# To do
Lower down are entries containing pictures. Copy exactly, without those pictures, the lines from the line with "One marker per instance, like [412,939]." through the line with "One marker per instance, like [91,131].".

# Entries provided
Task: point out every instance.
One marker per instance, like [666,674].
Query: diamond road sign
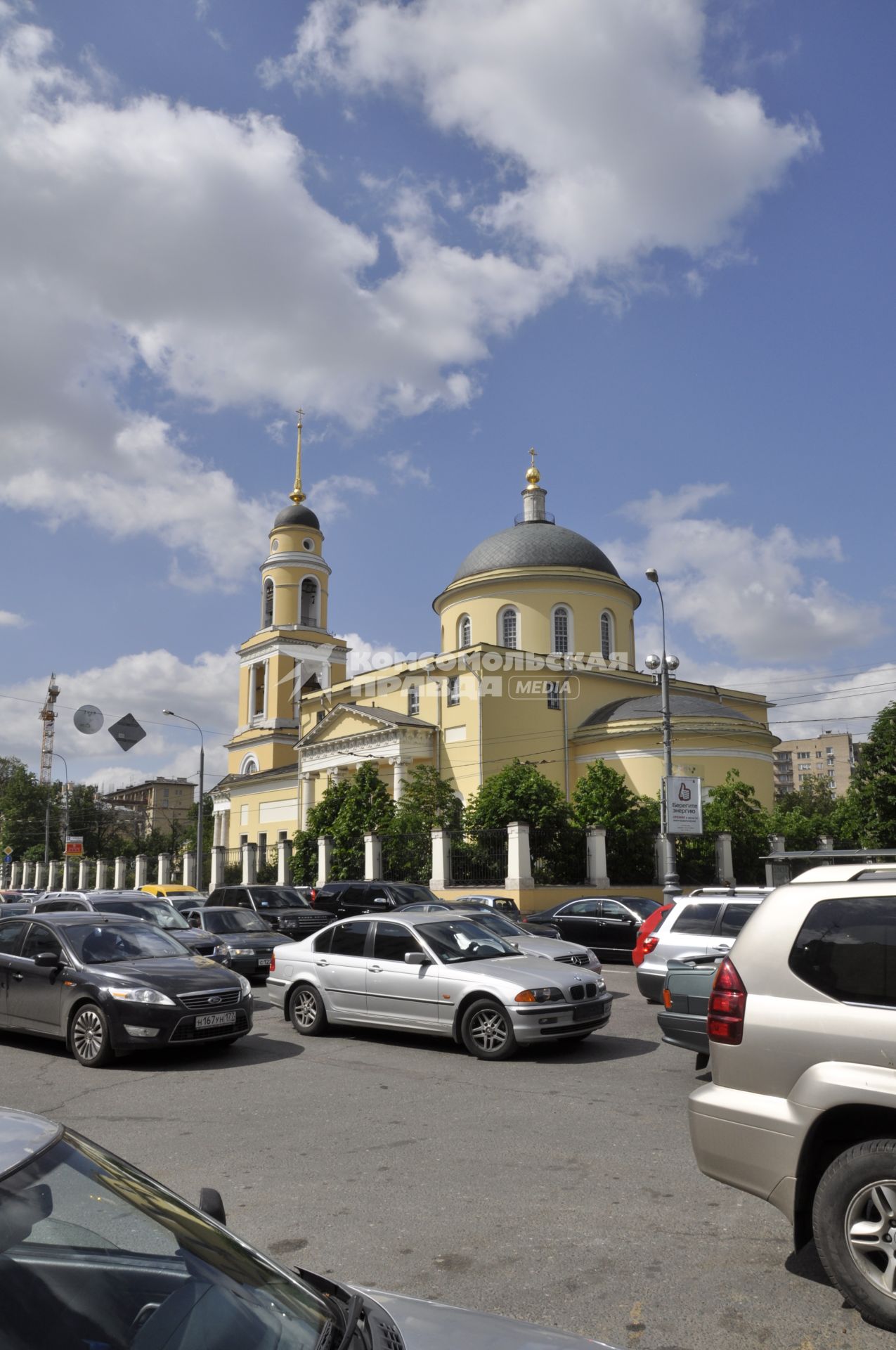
[127,732]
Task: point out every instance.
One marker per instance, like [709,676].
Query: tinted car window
[349,939]
[848,949]
[734,917]
[391,941]
[10,934]
[696,918]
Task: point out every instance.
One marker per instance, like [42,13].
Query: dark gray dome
[297,515]
[680,705]
[538,543]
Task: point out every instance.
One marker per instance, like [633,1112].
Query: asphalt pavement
[557,1187]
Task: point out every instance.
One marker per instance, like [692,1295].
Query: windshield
[465,940]
[234,921]
[150,1271]
[154,911]
[100,944]
[266,898]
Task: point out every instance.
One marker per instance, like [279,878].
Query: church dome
[535,543]
[297,515]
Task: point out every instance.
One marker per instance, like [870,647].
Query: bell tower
[292,650]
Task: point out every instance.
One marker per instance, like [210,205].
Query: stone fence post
[519,858]
[284,858]
[324,859]
[372,858]
[440,861]
[250,864]
[597,847]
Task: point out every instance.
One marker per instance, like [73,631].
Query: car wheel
[855,1229]
[306,1010]
[486,1030]
[89,1037]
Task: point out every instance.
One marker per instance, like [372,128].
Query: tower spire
[297,494]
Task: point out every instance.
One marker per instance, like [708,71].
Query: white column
[724,859]
[519,859]
[400,774]
[324,854]
[284,855]
[372,859]
[250,864]
[597,847]
[218,868]
[306,802]
[440,861]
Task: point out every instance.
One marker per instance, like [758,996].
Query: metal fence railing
[479,858]
[559,858]
[406,858]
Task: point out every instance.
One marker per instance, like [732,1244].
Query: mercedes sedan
[107,986]
[435,974]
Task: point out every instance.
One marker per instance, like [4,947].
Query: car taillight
[727,1005]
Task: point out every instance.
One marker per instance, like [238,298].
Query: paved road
[557,1187]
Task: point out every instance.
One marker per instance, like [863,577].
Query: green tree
[602,797]
[874,786]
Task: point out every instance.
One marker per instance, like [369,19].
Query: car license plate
[215,1020]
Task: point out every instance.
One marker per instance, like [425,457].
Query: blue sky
[655,240]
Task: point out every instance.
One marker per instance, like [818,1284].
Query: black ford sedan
[247,937]
[107,986]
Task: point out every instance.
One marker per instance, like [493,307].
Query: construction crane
[48,716]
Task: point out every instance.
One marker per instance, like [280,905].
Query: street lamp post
[200,842]
[661,666]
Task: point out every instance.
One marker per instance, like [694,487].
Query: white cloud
[734,585]
[604,111]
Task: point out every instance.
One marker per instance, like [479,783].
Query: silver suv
[802,1106]
[708,921]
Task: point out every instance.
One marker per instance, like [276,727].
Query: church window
[507,628]
[308,613]
[560,629]
[606,635]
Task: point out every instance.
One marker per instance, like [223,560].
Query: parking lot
[557,1187]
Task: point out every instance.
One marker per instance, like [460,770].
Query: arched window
[509,628]
[608,636]
[561,629]
[308,608]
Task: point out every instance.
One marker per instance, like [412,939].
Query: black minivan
[346,899]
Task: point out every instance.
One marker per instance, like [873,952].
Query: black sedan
[107,986]
[609,925]
[139,906]
[249,939]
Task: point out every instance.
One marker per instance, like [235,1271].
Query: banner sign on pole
[683,806]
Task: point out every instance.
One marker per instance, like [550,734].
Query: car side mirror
[212,1204]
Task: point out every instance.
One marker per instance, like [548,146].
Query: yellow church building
[536,659]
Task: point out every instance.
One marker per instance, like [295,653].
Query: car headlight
[141,996]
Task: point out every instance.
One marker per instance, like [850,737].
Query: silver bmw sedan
[438,975]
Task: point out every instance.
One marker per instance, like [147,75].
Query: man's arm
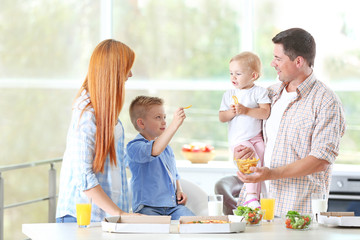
[299,168]
[261,112]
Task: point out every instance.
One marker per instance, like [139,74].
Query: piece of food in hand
[251,216]
[295,220]
[236,101]
[244,165]
[198,152]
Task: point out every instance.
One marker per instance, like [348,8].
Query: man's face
[284,66]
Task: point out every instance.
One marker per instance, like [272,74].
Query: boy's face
[154,122]
[240,75]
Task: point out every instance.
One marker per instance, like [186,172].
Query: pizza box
[137,224]
[234,226]
[340,219]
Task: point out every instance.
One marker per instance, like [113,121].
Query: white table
[268,231]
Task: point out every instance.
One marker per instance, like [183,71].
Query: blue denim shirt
[77,173]
[151,184]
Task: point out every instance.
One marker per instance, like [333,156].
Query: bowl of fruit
[244,165]
[252,216]
[198,152]
[297,221]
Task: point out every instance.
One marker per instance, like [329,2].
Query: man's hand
[243,152]
[181,197]
[259,174]
[241,109]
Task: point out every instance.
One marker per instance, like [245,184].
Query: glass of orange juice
[267,202]
[83,212]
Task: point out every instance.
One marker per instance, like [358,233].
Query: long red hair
[109,67]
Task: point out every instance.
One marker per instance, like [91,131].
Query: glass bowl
[252,217]
[244,165]
[297,221]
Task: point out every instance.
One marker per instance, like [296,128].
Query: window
[183,48]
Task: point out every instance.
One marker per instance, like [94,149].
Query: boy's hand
[181,197]
[179,117]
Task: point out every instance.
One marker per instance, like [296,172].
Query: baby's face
[155,122]
[240,75]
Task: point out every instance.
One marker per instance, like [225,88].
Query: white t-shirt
[242,128]
[273,123]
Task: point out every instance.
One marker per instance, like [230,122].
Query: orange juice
[268,204]
[83,214]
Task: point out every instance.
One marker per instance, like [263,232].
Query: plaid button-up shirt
[77,172]
[312,124]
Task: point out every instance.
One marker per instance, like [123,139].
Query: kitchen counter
[269,231]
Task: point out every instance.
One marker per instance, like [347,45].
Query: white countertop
[268,231]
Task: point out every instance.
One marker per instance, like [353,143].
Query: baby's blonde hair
[251,60]
[140,106]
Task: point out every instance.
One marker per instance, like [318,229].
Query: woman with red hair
[93,163]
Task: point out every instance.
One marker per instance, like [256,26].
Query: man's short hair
[297,42]
[140,106]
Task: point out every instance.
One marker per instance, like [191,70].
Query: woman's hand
[243,152]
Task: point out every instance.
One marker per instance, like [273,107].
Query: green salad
[295,220]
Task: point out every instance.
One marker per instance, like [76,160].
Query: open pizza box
[198,224]
[341,219]
[137,224]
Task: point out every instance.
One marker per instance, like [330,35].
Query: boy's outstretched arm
[163,140]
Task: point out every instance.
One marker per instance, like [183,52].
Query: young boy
[155,181]
[245,116]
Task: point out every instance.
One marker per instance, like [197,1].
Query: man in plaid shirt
[303,132]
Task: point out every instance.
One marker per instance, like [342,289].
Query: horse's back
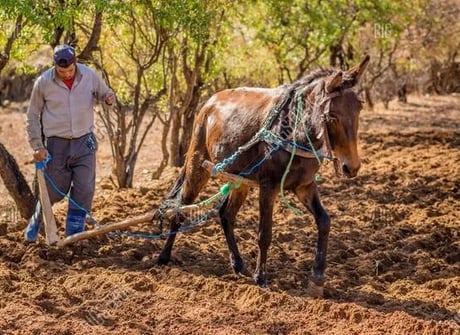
[232,117]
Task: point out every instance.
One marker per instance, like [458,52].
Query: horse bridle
[327,144]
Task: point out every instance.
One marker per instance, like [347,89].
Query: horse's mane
[313,117]
[312,76]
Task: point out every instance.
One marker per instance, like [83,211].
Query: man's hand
[109,99]
[40,155]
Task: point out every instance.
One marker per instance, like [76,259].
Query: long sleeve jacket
[59,111]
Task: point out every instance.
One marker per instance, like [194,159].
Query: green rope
[284,200]
[224,191]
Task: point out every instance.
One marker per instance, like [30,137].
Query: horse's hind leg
[228,212]
[267,195]
[195,179]
[308,195]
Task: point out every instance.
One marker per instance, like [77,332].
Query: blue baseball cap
[64,55]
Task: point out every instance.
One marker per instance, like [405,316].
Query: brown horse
[318,111]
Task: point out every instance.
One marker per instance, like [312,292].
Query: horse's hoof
[240,269]
[242,272]
[314,290]
[163,260]
[261,280]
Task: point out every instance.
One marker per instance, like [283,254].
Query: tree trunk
[5,55]
[16,184]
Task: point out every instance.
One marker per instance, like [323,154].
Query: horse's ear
[352,76]
[334,83]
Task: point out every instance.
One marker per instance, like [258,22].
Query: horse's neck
[298,126]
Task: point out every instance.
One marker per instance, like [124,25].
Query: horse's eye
[333,119]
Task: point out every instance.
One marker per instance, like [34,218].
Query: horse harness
[266,134]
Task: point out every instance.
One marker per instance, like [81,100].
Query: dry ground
[394,251]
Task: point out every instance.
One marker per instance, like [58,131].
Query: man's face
[66,73]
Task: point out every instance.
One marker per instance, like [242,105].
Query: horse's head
[342,119]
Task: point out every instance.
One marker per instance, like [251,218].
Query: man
[61,108]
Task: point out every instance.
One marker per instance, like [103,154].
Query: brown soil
[394,250]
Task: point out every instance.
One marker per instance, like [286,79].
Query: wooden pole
[229,176]
[48,216]
[169,214]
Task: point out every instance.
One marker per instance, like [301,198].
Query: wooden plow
[169,214]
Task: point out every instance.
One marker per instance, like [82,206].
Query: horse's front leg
[228,212]
[308,195]
[165,254]
[267,194]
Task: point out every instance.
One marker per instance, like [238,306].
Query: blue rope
[41,166]
[204,217]
[260,162]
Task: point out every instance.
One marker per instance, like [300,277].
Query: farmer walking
[61,108]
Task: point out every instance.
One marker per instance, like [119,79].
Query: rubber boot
[75,222]
[33,227]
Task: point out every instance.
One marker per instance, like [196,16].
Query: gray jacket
[62,112]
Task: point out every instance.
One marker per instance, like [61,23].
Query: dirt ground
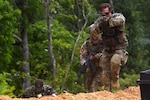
[131,93]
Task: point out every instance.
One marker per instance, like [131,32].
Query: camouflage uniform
[38,90]
[93,79]
[114,53]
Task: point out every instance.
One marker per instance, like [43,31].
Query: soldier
[114,54]
[38,90]
[93,79]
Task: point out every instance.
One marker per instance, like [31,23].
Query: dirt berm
[131,93]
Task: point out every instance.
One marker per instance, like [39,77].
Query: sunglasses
[104,14]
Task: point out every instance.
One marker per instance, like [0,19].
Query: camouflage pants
[111,64]
[93,80]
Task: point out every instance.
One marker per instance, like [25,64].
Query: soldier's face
[106,12]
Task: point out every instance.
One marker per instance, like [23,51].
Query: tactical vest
[90,46]
[113,37]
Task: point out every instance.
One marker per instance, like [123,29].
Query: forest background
[42,39]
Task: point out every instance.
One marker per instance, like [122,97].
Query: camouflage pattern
[93,80]
[114,54]
[34,91]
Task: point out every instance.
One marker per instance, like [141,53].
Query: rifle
[88,62]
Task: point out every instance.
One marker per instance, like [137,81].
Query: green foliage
[66,21]
[5,88]
[8,19]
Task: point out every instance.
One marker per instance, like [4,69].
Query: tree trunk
[26,67]
[53,61]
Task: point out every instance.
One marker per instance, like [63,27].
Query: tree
[50,41]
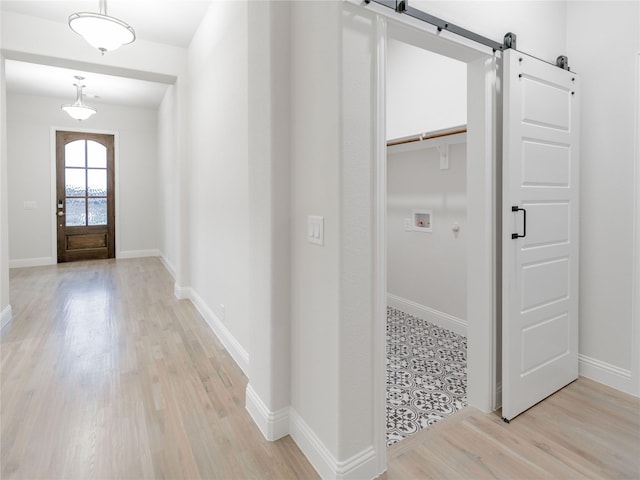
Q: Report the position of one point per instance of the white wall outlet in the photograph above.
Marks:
(422, 221)
(315, 229)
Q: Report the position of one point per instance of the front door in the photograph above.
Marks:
(540, 242)
(85, 203)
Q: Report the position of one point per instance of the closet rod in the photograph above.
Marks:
(427, 136)
(402, 6)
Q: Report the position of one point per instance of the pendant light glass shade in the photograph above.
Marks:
(100, 30)
(78, 110)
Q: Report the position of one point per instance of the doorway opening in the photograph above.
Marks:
(426, 238)
(85, 196)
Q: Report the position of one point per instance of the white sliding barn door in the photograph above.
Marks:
(540, 266)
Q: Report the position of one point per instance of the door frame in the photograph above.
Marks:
(116, 180)
(483, 209)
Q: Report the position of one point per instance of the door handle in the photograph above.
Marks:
(516, 209)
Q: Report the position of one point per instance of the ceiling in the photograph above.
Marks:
(171, 22)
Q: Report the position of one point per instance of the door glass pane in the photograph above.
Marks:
(74, 154)
(97, 211)
(96, 155)
(74, 182)
(97, 182)
(75, 212)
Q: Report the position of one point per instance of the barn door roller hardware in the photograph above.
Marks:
(509, 41)
(402, 6)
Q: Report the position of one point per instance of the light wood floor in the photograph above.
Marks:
(105, 374)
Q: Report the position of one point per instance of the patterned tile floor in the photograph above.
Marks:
(426, 374)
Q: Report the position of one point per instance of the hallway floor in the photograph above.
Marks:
(105, 375)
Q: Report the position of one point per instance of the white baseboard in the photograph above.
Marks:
(138, 253)
(182, 293)
(360, 466)
(5, 317)
(32, 262)
(610, 375)
(273, 425)
(234, 348)
(168, 265)
(441, 319)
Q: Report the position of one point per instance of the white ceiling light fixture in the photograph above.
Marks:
(78, 110)
(100, 30)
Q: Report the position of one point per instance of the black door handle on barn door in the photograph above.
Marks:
(524, 227)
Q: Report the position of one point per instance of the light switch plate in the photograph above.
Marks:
(315, 229)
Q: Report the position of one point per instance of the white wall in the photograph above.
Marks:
(216, 145)
(168, 176)
(540, 25)
(30, 173)
(609, 132)
(315, 159)
(425, 91)
(428, 268)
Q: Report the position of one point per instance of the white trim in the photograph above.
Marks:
(138, 253)
(53, 171)
(234, 348)
(498, 399)
(273, 425)
(441, 319)
(359, 466)
(610, 375)
(32, 262)
(380, 252)
(168, 265)
(6, 317)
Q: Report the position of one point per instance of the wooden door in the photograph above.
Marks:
(85, 205)
(540, 240)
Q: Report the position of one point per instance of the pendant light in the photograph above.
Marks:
(78, 110)
(100, 30)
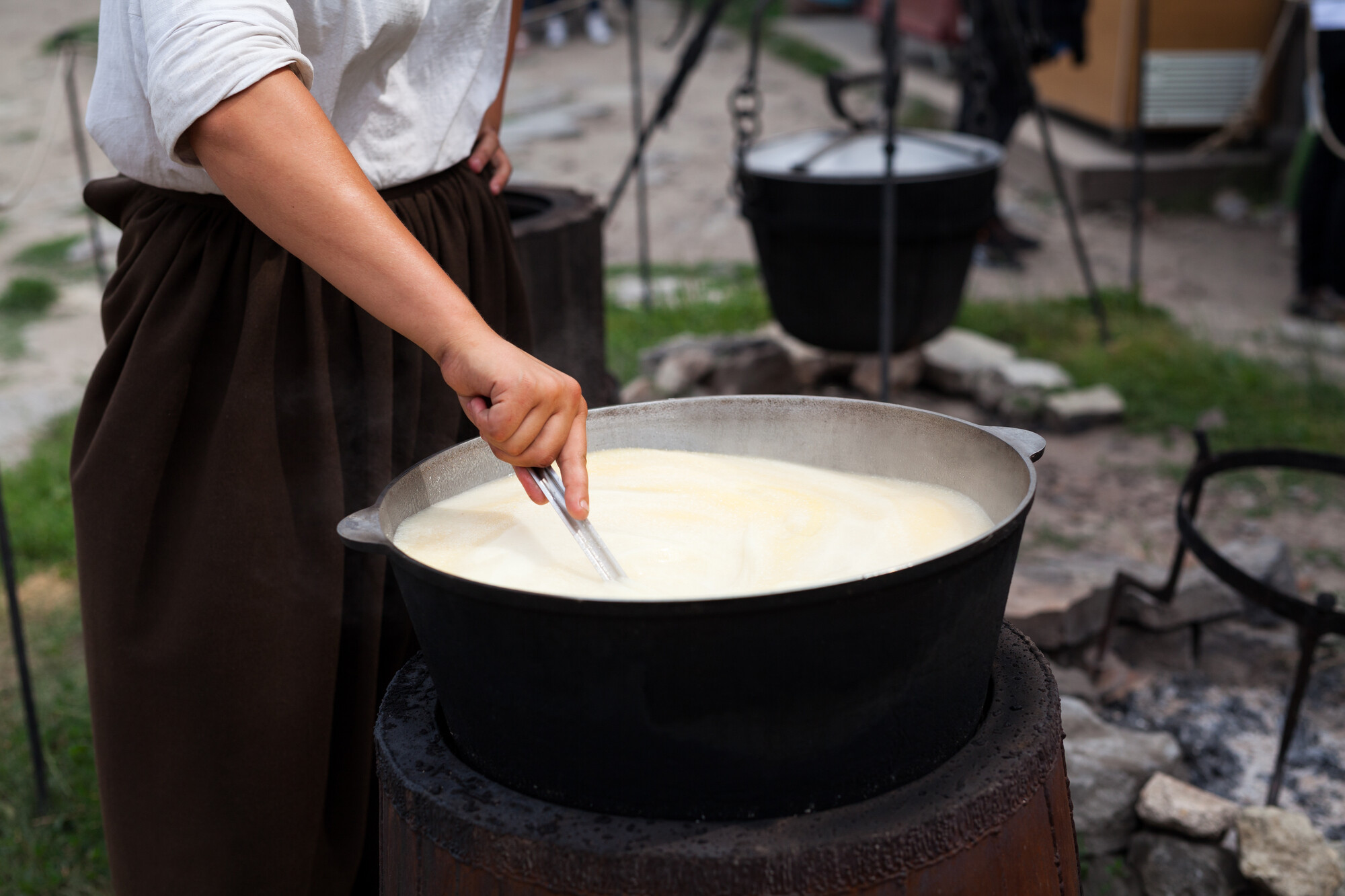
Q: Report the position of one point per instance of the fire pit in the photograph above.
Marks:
(995, 818)
(1312, 618)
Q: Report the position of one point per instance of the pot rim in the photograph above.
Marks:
(1027, 444)
(875, 181)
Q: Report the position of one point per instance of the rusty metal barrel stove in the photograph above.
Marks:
(995, 818)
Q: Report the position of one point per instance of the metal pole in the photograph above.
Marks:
(1137, 185)
(21, 655)
(83, 157)
(888, 233)
(1009, 21)
(642, 189)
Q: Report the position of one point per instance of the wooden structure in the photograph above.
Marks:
(1203, 58)
(996, 818)
(559, 235)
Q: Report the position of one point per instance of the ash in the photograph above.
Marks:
(1227, 713)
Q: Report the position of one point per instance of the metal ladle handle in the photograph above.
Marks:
(584, 533)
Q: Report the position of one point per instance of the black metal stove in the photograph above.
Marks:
(1313, 619)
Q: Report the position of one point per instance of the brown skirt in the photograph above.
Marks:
(236, 650)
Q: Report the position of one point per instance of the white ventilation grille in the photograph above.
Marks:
(1198, 88)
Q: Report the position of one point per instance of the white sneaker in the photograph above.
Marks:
(558, 33)
(598, 29)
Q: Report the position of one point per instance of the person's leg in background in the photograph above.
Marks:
(597, 26)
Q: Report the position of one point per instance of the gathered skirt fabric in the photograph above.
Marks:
(236, 650)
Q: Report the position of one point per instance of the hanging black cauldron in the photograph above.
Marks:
(814, 198)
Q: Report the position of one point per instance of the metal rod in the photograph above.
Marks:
(888, 233)
(668, 101)
(1137, 182)
(83, 158)
(1009, 21)
(21, 655)
(591, 544)
(1308, 638)
(642, 188)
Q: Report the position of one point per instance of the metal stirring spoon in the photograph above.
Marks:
(584, 533)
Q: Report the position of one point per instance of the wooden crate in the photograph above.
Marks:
(1200, 56)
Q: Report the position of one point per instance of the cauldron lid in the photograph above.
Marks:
(851, 155)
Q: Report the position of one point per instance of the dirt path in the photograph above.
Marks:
(61, 349)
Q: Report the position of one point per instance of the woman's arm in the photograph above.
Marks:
(488, 149)
(274, 153)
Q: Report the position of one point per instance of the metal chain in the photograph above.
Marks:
(746, 101)
(980, 73)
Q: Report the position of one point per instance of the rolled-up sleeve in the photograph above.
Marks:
(202, 52)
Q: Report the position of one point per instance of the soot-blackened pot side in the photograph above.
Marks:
(730, 708)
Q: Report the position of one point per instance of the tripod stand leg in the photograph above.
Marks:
(1067, 206)
(642, 188)
(1307, 647)
(21, 655)
(1009, 21)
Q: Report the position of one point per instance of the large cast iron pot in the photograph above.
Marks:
(740, 706)
(814, 201)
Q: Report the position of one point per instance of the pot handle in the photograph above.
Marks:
(1027, 442)
(362, 532)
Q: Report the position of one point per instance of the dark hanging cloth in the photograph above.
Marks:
(1321, 193)
(236, 650)
(995, 92)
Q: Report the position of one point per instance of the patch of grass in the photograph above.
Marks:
(24, 300)
(50, 253)
(37, 497)
(28, 296)
(80, 33)
(739, 303)
(61, 852)
(738, 15)
(802, 54)
(1324, 557)
(1168, 376)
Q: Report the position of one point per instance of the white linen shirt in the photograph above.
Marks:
(1330, 15)
(406, 83)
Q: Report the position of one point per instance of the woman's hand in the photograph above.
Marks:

# Written answer
One marker per instance, like [412,939].
Query: black minivan
[346,899]
Task: point out every instance.
One marker per instance, like [873,952].
Query: black sedan
[107,986]
[609,925]
[139,906]
[249,939]
Task: point out every instance.
One marker per instance, like [235,1271].
Query: banner sign on pole
[683,806]
Task: point out every instance.
One marker per instance, like [550,734].
Query: car side mirror
[212,1204]
Task: point out every instance.
One marker per instance, like [548,146].
Query: yellow church building
[536,659]
Task: point out every instance.
One marker per instance, like [295,653].
Query: car headlight
[141,996]
Task: point out every instance.
One marker per instance, like [850,737].
Query: silver bmw sedan
[438,975]
Task: point out every instance.
One marker per instance, like [147,75].
Query: man's arm
[299,168]
[261,112]
Task: point out every instance.
One marker per instance, like [139,74].
Query: piece of food in hand
[251,216]
[295,220]
[236,101]
[244,165]
[198,152]
Task: point out every instance.
One marker per instance, like [348,8].
Query: man's face
[284,66]
Task: point out every instance.
One marker per instance, like [272,74].
Query: boy's face
[154,122]
[240,75]
Task: point out every instance.
One marker per instance, like [186,172].
Query: pizza box
[137,224]
[234,226]
[340,219]
Task: point out every instance.
One marker per instance, like [113,121].
Query: white table
[268,231]
Task: point out every instance.
One marker per instance, like [183,71].
Query: blue denim shirt
[77,173]
[151,184]
Task: point out every instance.
One marker per instance, like [333,156].
Query: bowl of fruit
[244,165]
[252,216]
[198,152]
[297,221]
Task: point out every instance.
One marker per instance, like [329,2].
Query: man's hand
[243,152]
[181,197]
[259,174]
[241,109]
Task: point out every instance.
One marker per instance, like [245,184].
Query: glass of orange juice
[267,202]
[83,212]
Task: point out every instance.
One marker per instance, like [358,233].
Query: long red hair
[109,67]
Task: point out every instance.
One marker per instance, like [91,131].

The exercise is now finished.